**DOCUMENT TEXT:**

· · · · · · ·

OSLO: This year's Nobel Peace Prize awarded to the Organisation for the Prohibition of Chemical Weapons, Geo News reported minutes ago Friday.

The Hague-based OPCW was founded in 1997 to implement the Chemical Weapons Convention signed on January 13, 1993.

It marks the second year in a row that the Peace Prize is awarded to an organisation, following last year when the European Union got the honour.

Until recently operating in relative obscurity, the OPCW has suddenly been catapulted into the global spotlight because of its work supervising the dismantling of Syria's chemical arsenal and facilities.

A team of around 30 OPCW arms experts and UN logistics and security
personnel are on the ground in Syria and have started to destroy weapons
production facilities, with footage of their work broadcast on Syrian
television.


The OPCW said on Tuesday it was sending a second wave of inspectors to
bolster the disarmament mission in the war-ravaged nation.

Since the OPCW came into existence 16 years ago, it has destroyed 57,000
tonnes of chemical weapons, the majority of them leftovers from the Cold War held by the United States and Russia.


"It's the slow steady laying down of bricks over the weeks, months and
years, people sitting in control rooms watching this stuff going into the chutes," OPCW spokesman Michael Luhan said recently.

He described the OPCW's work as characterised by "persistence" and "without any fanfare."
"It's the slow grinding work that we hope over time will be more
appreciated," he said.

· · · · · · ·

**PROVIDED RECORDS:**
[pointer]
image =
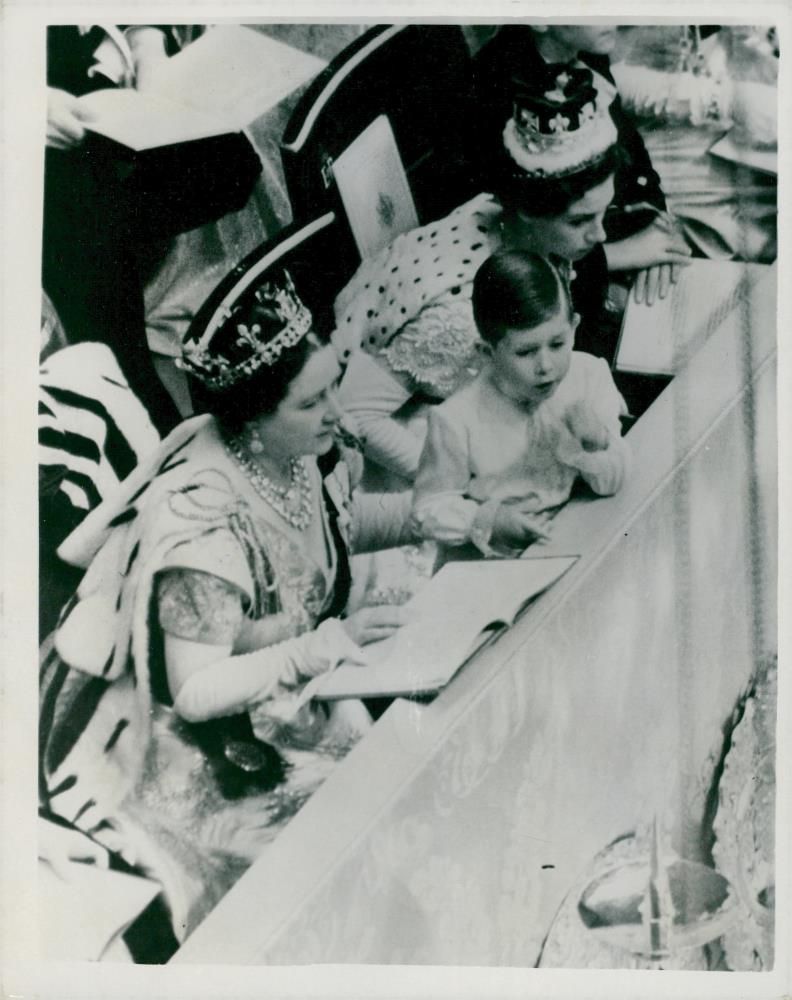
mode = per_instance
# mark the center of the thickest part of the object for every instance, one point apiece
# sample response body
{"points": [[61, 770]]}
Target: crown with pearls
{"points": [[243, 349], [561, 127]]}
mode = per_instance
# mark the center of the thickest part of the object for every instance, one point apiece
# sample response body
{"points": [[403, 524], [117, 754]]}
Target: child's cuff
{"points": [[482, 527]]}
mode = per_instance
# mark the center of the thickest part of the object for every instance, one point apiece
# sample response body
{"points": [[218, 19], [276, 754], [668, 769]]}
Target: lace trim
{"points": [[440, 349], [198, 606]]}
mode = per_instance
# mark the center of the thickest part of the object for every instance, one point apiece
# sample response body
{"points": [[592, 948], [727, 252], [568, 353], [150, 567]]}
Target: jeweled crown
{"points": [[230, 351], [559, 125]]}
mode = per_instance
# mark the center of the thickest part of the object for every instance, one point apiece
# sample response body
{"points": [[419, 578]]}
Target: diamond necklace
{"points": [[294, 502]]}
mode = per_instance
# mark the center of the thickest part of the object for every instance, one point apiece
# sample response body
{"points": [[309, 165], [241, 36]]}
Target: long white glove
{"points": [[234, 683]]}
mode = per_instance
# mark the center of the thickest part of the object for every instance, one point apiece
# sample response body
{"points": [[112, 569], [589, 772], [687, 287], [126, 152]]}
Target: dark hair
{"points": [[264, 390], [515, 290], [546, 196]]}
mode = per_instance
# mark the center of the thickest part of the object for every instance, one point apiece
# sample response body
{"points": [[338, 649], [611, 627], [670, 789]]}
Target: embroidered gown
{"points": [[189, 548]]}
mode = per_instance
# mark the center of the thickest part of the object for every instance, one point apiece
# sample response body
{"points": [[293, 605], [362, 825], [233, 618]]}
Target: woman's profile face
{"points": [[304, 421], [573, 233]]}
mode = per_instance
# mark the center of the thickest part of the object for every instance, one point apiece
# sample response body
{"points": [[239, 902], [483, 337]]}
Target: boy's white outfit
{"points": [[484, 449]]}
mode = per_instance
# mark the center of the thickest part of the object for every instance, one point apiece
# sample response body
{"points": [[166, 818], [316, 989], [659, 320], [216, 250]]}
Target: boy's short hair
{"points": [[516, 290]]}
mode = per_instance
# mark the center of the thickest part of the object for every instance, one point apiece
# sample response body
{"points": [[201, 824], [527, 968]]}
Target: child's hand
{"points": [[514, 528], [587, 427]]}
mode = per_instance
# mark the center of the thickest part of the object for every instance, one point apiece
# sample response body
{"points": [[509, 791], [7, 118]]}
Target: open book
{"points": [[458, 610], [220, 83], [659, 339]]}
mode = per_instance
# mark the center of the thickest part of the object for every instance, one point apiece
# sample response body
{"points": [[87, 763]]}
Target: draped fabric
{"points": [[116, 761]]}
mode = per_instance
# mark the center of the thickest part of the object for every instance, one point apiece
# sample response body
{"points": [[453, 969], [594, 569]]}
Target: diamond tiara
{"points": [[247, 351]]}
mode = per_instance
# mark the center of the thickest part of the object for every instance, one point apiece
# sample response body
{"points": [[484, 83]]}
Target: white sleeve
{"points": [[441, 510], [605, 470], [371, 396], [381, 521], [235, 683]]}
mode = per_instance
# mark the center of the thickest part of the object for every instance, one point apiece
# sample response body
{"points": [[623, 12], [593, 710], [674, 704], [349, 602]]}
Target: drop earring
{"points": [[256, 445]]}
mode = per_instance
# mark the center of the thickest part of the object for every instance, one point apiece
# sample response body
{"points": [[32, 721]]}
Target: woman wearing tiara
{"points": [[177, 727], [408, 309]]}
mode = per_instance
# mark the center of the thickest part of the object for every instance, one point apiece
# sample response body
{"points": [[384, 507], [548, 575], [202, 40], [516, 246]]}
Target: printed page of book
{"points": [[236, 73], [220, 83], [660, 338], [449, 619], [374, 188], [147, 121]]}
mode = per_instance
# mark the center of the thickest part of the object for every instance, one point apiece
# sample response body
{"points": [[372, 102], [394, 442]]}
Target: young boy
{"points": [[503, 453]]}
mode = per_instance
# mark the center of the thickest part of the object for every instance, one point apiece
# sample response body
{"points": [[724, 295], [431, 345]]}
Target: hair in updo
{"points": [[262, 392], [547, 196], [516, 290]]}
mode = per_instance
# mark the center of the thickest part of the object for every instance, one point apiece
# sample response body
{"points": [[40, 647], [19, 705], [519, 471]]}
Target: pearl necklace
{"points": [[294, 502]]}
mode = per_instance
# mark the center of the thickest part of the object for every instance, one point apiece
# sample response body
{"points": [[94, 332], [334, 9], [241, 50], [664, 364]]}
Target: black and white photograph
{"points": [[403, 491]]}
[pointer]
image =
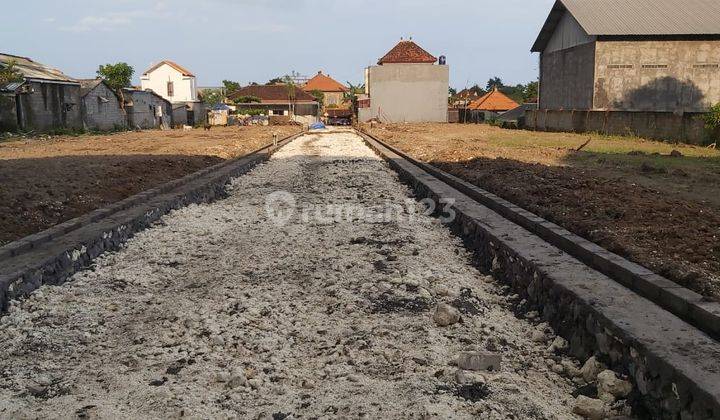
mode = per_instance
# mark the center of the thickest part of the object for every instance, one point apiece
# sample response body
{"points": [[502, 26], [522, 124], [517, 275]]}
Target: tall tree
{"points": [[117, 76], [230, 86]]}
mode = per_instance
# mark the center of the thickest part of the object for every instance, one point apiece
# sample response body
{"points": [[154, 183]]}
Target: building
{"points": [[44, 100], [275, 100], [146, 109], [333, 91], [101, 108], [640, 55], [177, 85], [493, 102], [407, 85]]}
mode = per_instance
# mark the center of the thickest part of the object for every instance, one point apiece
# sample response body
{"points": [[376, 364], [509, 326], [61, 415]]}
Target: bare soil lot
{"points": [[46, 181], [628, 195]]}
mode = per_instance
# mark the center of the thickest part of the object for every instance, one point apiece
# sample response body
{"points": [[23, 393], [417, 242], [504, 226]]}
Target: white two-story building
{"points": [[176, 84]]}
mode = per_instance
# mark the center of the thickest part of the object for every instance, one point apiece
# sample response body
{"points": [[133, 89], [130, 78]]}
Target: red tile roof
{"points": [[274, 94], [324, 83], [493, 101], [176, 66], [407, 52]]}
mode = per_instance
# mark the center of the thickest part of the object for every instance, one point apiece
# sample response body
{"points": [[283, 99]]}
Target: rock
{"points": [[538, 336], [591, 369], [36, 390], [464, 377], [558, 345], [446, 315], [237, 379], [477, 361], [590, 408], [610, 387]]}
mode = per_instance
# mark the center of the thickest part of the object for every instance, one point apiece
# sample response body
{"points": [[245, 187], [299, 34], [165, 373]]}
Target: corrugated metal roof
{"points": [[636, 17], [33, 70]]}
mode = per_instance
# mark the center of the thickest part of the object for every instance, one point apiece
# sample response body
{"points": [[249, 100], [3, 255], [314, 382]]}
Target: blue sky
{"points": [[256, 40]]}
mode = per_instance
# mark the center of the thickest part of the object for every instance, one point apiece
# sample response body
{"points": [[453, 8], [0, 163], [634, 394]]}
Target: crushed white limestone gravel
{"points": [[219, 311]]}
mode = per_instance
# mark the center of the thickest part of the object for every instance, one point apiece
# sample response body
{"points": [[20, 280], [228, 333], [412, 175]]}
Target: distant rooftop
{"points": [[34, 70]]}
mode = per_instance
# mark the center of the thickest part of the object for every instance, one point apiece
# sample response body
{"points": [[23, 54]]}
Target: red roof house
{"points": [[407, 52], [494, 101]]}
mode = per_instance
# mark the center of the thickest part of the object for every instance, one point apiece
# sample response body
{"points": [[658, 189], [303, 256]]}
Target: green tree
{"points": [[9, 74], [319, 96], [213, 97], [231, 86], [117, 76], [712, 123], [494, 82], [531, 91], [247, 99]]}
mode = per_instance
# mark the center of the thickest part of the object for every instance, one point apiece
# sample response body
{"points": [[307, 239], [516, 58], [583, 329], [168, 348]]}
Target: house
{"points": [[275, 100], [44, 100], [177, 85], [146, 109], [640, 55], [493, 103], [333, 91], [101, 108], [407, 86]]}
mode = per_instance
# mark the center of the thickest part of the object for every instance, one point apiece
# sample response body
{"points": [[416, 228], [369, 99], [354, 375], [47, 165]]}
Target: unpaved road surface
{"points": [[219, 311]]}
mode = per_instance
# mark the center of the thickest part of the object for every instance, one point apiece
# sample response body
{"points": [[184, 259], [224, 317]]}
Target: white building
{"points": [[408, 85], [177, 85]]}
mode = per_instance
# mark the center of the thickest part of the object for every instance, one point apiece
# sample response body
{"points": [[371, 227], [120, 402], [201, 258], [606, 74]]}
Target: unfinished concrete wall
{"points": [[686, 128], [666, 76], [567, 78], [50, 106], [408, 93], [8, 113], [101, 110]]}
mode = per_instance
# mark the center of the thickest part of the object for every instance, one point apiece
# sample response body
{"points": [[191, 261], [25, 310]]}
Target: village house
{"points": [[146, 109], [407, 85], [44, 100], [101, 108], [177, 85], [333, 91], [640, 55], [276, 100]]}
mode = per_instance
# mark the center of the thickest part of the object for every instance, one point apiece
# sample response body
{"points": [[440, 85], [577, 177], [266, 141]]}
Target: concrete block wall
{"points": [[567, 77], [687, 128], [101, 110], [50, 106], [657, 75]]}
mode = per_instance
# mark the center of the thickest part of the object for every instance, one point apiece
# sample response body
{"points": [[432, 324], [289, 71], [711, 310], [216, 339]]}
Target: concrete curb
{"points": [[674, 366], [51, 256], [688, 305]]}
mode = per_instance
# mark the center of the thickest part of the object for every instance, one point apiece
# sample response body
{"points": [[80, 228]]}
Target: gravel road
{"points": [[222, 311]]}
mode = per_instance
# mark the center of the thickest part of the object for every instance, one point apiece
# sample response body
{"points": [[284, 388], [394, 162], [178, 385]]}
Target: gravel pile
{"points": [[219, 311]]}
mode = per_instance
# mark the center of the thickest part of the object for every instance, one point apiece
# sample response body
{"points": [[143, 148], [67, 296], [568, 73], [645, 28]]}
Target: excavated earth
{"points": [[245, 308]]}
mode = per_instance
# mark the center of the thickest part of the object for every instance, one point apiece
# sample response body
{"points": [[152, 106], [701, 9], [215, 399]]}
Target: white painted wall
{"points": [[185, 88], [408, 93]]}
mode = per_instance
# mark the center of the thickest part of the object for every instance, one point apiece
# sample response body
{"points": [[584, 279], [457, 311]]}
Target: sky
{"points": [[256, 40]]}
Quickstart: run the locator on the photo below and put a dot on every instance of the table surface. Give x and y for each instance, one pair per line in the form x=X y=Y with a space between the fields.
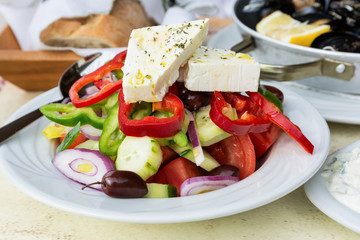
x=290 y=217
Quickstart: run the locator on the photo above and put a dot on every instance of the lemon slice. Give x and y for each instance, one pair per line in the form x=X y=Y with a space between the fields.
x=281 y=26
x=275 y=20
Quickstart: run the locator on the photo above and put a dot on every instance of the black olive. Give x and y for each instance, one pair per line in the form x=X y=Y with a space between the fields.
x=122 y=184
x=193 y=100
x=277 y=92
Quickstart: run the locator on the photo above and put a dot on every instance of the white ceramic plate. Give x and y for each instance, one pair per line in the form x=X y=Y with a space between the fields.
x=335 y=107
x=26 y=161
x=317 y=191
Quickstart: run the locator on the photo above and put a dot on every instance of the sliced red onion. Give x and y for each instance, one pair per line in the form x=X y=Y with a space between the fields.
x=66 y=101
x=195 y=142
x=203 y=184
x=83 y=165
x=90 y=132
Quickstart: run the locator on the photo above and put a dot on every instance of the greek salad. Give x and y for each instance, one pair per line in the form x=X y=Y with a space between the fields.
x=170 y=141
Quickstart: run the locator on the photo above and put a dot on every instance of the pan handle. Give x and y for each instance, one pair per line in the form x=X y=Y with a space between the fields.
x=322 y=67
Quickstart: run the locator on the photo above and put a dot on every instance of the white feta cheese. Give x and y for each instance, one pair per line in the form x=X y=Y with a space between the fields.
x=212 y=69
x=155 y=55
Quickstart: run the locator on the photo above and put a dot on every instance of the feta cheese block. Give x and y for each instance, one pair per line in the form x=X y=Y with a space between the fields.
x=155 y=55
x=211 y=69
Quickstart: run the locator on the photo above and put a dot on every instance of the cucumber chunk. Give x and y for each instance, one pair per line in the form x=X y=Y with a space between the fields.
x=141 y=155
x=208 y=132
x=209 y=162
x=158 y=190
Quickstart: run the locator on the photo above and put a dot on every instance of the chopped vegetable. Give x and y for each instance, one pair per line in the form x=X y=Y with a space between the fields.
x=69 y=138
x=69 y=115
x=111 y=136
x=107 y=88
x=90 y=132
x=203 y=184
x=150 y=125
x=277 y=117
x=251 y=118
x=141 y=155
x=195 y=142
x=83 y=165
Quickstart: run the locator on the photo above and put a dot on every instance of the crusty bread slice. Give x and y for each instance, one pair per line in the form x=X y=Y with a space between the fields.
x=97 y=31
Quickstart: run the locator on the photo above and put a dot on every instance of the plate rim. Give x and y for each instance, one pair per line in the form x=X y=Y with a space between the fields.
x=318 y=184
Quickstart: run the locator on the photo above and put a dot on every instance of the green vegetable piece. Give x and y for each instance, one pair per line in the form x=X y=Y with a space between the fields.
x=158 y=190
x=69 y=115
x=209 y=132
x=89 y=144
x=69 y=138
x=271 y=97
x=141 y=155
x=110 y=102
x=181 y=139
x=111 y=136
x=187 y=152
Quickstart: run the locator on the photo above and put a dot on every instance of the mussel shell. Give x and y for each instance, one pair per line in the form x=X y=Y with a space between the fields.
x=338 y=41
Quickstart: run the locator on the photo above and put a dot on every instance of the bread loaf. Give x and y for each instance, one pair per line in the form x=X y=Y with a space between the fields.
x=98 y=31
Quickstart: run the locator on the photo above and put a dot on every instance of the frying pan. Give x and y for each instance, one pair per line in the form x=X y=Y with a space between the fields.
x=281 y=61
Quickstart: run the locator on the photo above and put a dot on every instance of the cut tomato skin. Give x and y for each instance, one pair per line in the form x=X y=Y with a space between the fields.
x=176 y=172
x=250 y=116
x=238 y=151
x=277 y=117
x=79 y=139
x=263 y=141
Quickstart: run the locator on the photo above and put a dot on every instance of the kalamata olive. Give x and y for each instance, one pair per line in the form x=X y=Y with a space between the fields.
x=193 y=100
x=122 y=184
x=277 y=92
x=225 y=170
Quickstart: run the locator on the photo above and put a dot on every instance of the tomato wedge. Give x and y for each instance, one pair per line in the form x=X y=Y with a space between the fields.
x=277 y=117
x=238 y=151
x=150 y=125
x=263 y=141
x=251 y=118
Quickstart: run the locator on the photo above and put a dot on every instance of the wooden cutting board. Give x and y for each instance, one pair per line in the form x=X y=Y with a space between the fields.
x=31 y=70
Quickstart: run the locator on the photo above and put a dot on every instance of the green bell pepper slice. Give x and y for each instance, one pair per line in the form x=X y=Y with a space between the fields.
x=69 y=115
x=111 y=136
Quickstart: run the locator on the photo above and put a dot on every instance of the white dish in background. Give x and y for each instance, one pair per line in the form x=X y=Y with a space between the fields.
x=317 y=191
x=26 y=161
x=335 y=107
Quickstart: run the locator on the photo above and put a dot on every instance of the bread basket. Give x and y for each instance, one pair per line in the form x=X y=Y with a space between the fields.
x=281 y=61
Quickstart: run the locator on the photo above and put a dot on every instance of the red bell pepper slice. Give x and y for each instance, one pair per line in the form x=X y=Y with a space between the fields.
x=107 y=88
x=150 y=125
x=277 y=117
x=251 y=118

· · · · · · ·

**WHAT THE TASK REQUIRES:** Continue the news report on the 2013 Nobel Peace Prize for the OPCW, picking up after its final sentence.

**RESPONSE TO THE TASK:**
The OPCW's work was the "subject of years and years of patient diplomacy in which we've demonstrated that we do diplomacy very, very well. We've kept everybody aboard, we keep adding states parties, we're approaching
universality."


To date, the OPCW has 189 members representing more than 98 percent of the world population, with Syria due to become a full-fledged member of the convention on Monday.

Israel and Myanmar signed in 1993 but have not yet ratified, according to the OPCW website.
Four states -- North Korea, Angola, Egypt, South Sudan -- have neither
signed nor ratified the Convention.

The OPCW also provides assistance and protection to any member state
subject to threats or attacks with chemical weapons.

Luhan, the OPCW spokesman, said any reaction to the peace prize would be
posted on the organisation's website, adding it did not want to create the impression that it was focussed on anything but its work.

"We're in the process of trying to achieve something in Syria," he said.
"If we achieve the objectives of this mission (in Syria), then there'll be something to celebrate."